- [DIRECTIVE]
Give back exactly the lines from the one containing "Where can you see the pale" through the end of the records, including both, and no others.

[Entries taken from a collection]
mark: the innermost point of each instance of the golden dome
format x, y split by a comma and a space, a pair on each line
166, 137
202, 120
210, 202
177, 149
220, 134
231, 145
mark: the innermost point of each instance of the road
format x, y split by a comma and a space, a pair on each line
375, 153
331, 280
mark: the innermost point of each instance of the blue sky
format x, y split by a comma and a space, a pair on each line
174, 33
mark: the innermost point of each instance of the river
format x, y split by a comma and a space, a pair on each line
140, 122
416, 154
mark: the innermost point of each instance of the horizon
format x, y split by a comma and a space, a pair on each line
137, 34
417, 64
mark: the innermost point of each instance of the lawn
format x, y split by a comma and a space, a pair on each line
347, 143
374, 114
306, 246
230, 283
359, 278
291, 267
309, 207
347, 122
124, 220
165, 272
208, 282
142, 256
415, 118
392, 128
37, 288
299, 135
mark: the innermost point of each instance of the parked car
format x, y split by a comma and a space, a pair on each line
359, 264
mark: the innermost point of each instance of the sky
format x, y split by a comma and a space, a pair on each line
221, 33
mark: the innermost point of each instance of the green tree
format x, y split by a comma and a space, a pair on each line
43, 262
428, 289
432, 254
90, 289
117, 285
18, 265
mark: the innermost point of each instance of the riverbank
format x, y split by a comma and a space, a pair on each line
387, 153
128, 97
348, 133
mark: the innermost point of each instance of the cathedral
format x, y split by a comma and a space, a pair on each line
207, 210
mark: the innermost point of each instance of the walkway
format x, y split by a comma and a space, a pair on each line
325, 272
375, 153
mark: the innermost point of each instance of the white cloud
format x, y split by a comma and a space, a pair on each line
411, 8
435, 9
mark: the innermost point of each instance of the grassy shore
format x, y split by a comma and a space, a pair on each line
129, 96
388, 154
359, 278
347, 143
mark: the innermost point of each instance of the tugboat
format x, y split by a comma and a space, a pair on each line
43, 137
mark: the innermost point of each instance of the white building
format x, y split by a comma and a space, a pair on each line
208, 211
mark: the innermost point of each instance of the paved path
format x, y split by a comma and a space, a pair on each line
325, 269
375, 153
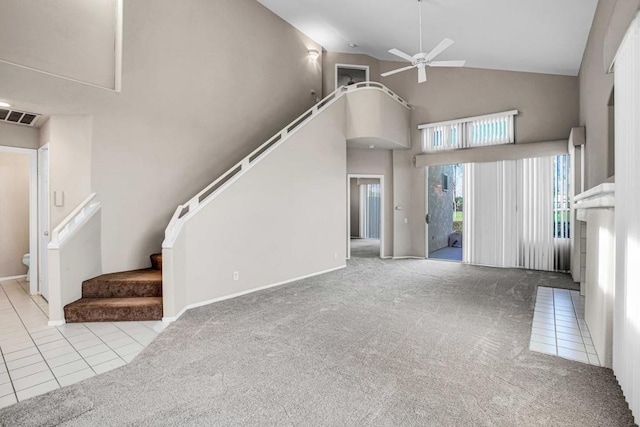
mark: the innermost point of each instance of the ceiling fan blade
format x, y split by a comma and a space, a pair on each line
422, 75
439, 49
401, 54
447, 63
398, 70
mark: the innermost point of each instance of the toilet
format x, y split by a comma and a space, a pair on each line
26, 260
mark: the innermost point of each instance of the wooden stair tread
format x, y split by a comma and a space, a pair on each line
140, 276
137, 283
116, 302
114, 309
122, 296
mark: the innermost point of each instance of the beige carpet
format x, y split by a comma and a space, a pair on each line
407, 342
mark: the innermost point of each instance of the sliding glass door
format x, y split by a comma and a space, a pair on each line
517, 213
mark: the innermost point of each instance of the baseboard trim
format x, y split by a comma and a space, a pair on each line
249, 291
2, 279
56, 322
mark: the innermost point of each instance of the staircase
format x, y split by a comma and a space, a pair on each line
124, 296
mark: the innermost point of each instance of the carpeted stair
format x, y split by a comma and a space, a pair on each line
128, 295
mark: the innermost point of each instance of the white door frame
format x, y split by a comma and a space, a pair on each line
426, 212
353, 67
33, 210
382, 210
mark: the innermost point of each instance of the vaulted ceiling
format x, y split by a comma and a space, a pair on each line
544, 36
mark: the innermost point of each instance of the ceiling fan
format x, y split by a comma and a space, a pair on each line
422, 60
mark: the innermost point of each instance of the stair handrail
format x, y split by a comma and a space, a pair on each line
73, 221
220, 184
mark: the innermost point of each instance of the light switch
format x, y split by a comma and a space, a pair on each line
58, 199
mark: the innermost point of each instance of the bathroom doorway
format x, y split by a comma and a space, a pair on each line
43, 219
365, 216
19, 213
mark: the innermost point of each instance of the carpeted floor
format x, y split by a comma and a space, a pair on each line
406, 342
450, 253
365, 248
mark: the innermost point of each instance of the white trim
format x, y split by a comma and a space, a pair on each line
33, 211
239, 294
243, 166
382, 210
118, 46
57, 243
352, 67
469, 119
623, 43
19, 276
43, 218
602, 190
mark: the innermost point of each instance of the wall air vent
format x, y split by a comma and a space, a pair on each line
18, 117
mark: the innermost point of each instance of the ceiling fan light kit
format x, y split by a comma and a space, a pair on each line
422, 59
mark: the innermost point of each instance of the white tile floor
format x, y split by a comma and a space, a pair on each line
559, 327
37, 358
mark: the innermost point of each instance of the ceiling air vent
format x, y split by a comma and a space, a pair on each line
18, 117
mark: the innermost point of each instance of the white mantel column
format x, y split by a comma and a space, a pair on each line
596, 207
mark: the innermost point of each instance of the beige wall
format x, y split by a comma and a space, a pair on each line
191, 106
596, 86
14, 213
18, 136
74, 38
69, 139
547, 105
274, 228
376, 162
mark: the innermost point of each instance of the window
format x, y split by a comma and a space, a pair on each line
480, 131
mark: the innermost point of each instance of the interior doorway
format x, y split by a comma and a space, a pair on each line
347, 74
445, 207
365, 216
43, 220
32, 219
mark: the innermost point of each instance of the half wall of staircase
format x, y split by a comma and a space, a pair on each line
280, 214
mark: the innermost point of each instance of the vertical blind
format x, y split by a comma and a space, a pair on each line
370, 208
517, 213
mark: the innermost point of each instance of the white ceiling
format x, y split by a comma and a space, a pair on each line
544, 36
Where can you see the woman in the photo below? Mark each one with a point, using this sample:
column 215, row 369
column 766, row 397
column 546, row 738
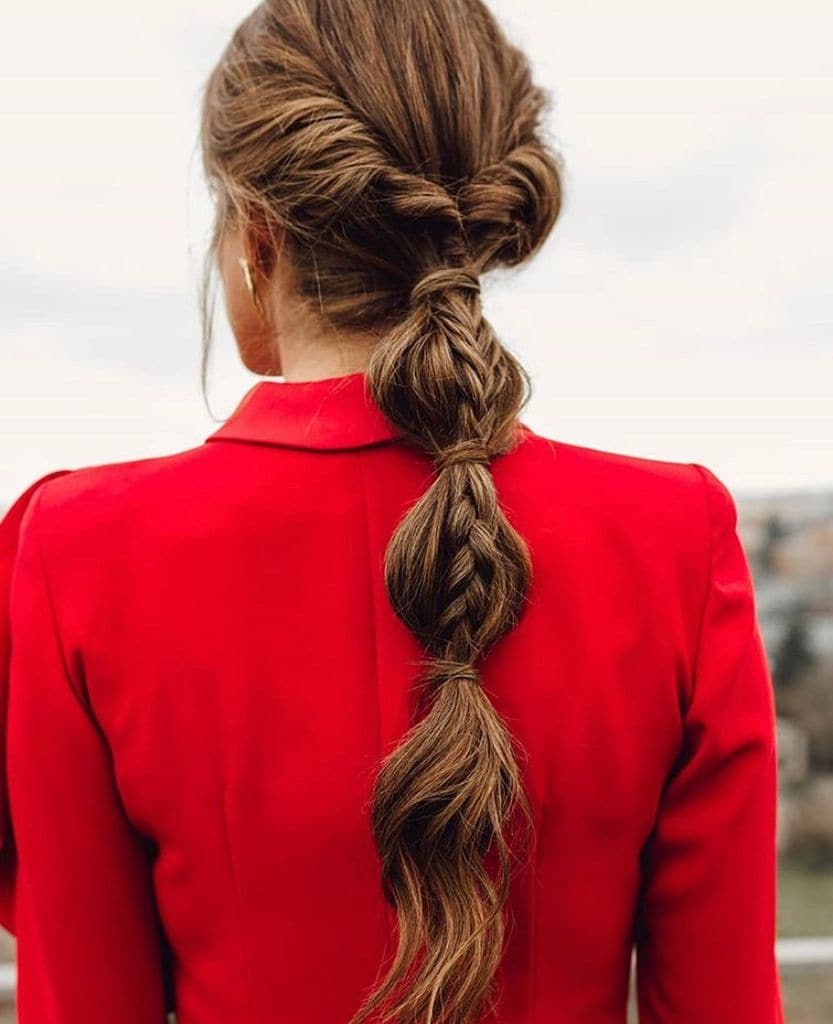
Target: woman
column 379, row 705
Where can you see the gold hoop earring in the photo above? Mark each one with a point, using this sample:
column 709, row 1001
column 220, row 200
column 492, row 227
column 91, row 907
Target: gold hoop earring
column 245, row 267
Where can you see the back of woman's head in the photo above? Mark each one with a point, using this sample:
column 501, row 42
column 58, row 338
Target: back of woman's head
column 398, row 146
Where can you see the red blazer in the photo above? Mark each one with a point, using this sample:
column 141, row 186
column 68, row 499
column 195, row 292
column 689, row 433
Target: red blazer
column 205, row 673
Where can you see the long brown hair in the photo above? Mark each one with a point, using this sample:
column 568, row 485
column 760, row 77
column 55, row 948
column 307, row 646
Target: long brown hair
column 399, row 145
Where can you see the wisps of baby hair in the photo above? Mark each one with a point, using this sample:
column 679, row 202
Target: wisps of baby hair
column 400, row 147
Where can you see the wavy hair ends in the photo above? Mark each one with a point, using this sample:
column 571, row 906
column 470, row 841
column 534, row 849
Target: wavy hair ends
column 399, row 146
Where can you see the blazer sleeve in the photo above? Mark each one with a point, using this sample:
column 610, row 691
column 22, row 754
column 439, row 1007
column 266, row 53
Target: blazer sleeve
column 706, row 924
column 88, row 944
column 9, row 532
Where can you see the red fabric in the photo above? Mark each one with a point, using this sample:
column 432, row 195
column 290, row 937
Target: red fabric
column 205, row 673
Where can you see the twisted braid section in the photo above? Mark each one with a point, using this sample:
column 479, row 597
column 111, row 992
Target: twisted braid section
column 457, row 573
column 509, row 207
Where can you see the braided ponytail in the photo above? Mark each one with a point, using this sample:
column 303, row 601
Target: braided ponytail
column 397, row 188
column 456, row 573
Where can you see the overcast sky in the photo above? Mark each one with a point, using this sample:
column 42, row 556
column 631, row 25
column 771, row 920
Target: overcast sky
column 681, row 308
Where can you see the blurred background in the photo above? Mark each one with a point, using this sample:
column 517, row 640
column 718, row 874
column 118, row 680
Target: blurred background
column 681, row 309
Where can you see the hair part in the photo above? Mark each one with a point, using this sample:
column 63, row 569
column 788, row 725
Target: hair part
column 399, row 146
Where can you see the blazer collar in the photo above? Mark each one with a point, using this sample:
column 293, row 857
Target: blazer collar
column 334, row 413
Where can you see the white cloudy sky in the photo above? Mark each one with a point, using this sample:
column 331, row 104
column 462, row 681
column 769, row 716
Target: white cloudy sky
column 681, row 308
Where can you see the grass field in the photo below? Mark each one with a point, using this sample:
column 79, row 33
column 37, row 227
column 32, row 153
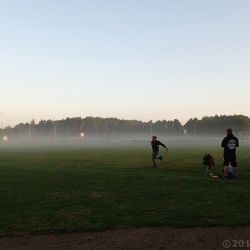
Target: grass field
column 75, row 188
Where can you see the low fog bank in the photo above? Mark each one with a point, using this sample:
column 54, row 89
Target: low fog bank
column 118, row 140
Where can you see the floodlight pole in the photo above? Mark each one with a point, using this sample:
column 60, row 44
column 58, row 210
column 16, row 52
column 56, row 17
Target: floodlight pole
column 55, row 129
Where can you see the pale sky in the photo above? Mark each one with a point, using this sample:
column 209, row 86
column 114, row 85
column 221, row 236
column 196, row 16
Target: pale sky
column 129, row 59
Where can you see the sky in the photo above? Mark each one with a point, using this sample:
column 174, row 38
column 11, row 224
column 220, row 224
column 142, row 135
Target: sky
column 129, row 59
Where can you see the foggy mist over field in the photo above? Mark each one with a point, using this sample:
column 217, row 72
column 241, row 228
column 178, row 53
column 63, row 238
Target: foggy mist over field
column 125, row 140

- [RESULT FOR THIS TASK]
Where can you see the pale sky in the photo above? Mark each one with a point, using this sample:
column 209, row 86
column 114, row 85
column 221, row 236
column 196, row 16
Target: pale sky
column 129, row 59
Where can you see the sky in the photo above? Mark each one with a point, using this sample:
column 174, row 38
column 11, row 224
column 220, row 224
column 142, row 135
Target: sky
column 129, row 59
Where can you see the foggy mist over field in the photo above? Mark each one with a point, using this sample:
column 217, row 72
column 241, row 228
column 178, row 53
column 63, row 238
Target: foggy mist over field
column 125, row 140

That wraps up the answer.